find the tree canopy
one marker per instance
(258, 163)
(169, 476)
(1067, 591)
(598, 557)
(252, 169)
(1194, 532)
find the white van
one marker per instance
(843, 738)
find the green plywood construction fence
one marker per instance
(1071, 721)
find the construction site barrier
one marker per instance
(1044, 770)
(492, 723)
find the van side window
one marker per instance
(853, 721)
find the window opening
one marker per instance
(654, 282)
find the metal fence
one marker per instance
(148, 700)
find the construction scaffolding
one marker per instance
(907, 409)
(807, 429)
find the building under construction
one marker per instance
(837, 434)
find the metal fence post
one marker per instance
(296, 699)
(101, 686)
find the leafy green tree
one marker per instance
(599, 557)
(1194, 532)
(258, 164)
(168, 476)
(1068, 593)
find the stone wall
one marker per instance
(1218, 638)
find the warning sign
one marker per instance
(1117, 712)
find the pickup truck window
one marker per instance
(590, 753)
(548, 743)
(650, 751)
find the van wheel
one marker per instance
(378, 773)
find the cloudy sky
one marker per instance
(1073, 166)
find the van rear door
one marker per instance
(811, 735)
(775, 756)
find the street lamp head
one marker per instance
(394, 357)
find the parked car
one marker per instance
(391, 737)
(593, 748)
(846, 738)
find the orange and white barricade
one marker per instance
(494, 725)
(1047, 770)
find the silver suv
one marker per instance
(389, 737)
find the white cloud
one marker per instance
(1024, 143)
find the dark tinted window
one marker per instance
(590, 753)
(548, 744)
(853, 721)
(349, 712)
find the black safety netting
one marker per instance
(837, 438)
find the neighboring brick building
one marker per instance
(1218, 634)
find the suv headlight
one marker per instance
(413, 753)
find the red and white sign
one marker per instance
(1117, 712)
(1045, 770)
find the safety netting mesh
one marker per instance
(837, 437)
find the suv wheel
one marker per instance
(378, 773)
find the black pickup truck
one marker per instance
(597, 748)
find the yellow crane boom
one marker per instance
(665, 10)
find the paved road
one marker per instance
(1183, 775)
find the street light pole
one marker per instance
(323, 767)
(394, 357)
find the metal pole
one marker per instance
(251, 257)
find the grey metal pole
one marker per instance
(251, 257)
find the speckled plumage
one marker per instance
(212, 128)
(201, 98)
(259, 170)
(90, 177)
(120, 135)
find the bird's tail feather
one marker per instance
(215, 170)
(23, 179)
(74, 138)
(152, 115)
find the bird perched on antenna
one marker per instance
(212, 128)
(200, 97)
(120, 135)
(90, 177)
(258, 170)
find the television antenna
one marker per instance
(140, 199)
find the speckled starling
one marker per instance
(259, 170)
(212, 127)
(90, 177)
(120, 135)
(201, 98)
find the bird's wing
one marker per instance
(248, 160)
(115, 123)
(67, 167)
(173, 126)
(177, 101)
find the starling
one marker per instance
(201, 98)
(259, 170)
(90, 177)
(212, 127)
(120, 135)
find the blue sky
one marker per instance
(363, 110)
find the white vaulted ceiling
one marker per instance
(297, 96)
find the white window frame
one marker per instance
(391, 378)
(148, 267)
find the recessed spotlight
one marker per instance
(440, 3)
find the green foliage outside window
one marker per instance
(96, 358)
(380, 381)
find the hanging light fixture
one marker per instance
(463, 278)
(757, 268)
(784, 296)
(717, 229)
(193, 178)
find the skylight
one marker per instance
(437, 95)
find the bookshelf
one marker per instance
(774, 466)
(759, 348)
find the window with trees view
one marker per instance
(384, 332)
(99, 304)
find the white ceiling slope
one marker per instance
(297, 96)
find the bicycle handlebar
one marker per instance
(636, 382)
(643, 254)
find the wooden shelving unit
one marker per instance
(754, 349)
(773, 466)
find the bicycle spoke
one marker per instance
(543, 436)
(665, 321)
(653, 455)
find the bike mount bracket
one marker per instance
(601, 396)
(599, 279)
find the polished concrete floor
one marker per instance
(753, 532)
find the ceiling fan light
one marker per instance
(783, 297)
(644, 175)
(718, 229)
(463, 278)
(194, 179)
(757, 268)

Exercise: Reproduce the entire listing above verbatim, keeping every line in its original order.

Exercise response:
find the tree canopy
one marker per instance
(258, 163)
(169, 476)
(1067, 591)
(598, 557)
(252, 169)
(1194, 532)
find the white van
one marker per instance
(843, 738)
find the green plywood construction fence
one marker per instance
(1071, 721)
find the construction site barrier
one marker per instance
(1044, 770)
(492, 723)
find the van side window
one marker per instance
(853, 721)
find the window opening
one marker per instance
(654, 282)
find the metal fence
one marker per instance
(148, 700)
find the construction scaffolding
one marker per instance
(907, 409)
(807, 429)
find the building under construction
one marker per instance
(837, 434)
find the metal fence post
one marker per instance
(296, 699)
(101, 686)
find the leafy green tree
one marker per instance
(599, 557)
(1194, 532)
(258, 164)
(168, 476)
(1068, 593)
find the stone wall
one marker per instance
(1218, 638)
find the warning sign
one marker per instance
(1117, 712)
find the pickup truck window
one marker per instance
(590, 753)
(548, 743)
(650, 751)
find the van wheel
one marker per instance
(378, 773)
find the cloudy sky
one marker per instance
(1073, 166)
find the van rear door
one marker per instance
(811, 735)
(775, 756)
find the street lamp head
one marker per instance
(394, 357)
find the parked car
one marker per instance
(391, 737)
(593, 748)
(846, 738)
find the orange and white barricade
one marker per instance
(494, 725)
(1047, 770)
find the silver suv
one marker per instance
(389, 737)
find the white cloud
one marker per instance
(1024, 143)
find the dark tinted window
one marker per instance
(590, 753)
(548, 744)
(853, 721)
(349, 712)
find the black safety netting
one marker per instance
(837, 438)
find the neighboring brick building
one marker per instance
(1218, 634)
find the suv headlight
one marker per instance
(413, 753)
find the red and white sign
one marker per instance
(1117, 712)
(1045, 770)
find the safety netting mesh
one marker per instance
(837, 437)
find the suv wheel
one marker per instance
(378, 773)
find the black pickup truck
one marker per instance
(597, 748)
find the yellow crane boom
one marker per instance
(665, 10)
find the paved road
one marker per instance
(1183, 775)
find the street light pole
one marker per instance
(323, 767)
(394, 357)
find the metal pole
one marker per instance
(251, 257)
find the grey metal pole
one marker per instance
(251, 257)
find the speckled plumage
one marker per instance
(212, 128)
(201, 98)
(259, 170)
(90, 177)
(120, 135)
find the bird's tail feather
one marker per instance
(215, 170)
(23, 179)
(74, 138)
(152, 115)
find the bird perched on antenna
one marker per instance
(212, 128)
(200, 97)
(120, 135)
(90, 177)
(258, 170)
find the television antenna
one marker per instance
(140, 199)
find the speckled starling
one marker per instance
(259, 170)
(212, 127)
(90, 177)
(120, 135)
(201, 98)
find the bird's wing
one marker per instance
(248, 160)
(115, 123)
(67, 167)
(173, 126)
(177, 101)
find the starling
one marker per instance
(201, 98)
(259, 170)
(90, 177)
(212, 127)
(120, 135)
find the blue sky
one marker per instance
(363, 110)
find the white vaulted ceiling
one marker per instance
(297, 96)
find the white window frame
one marker per instance
(391, 378)
(148, 267)
find the recessed spotlight
one marker per instance
(440, 3)
find the green foliage outside window
one marker per instance
(96, 358)
(380, 381)
find the hanging light fixture
one marker per instance
(463, 278)
(757, 268)
(784, 296)
(717, 229)
(193, 178)
find the skylight
one marker per instance
(437, 95)
find the bookshelf
one marker per instance
(774, 466)
(759, 348)
find the window with trees view
one marker per instance
(384, 332)
(99, 304)
find the white ceiling slope
one marker per instance
(297, 96)
find the bicycle handlebar
one marker per instance
(636, 382)
(643, 254)
find the wooden shelving unit
one marker per instance
(754, 349)
(773, 466)
find the bicycle spoke
one marker per instance
(543, 436)
(665, 321)
(653, 455)
find the bike mount bracket
one marker per instance
(601, 396)
(599, 279)
find the polished concrete floor
one marker per instance
(753, 532)
find the ceiling fan light
one marker per instance
(783, 297)
(644, 175)
(718, 229)
(463, 278)
(194, 179)
(757, 268)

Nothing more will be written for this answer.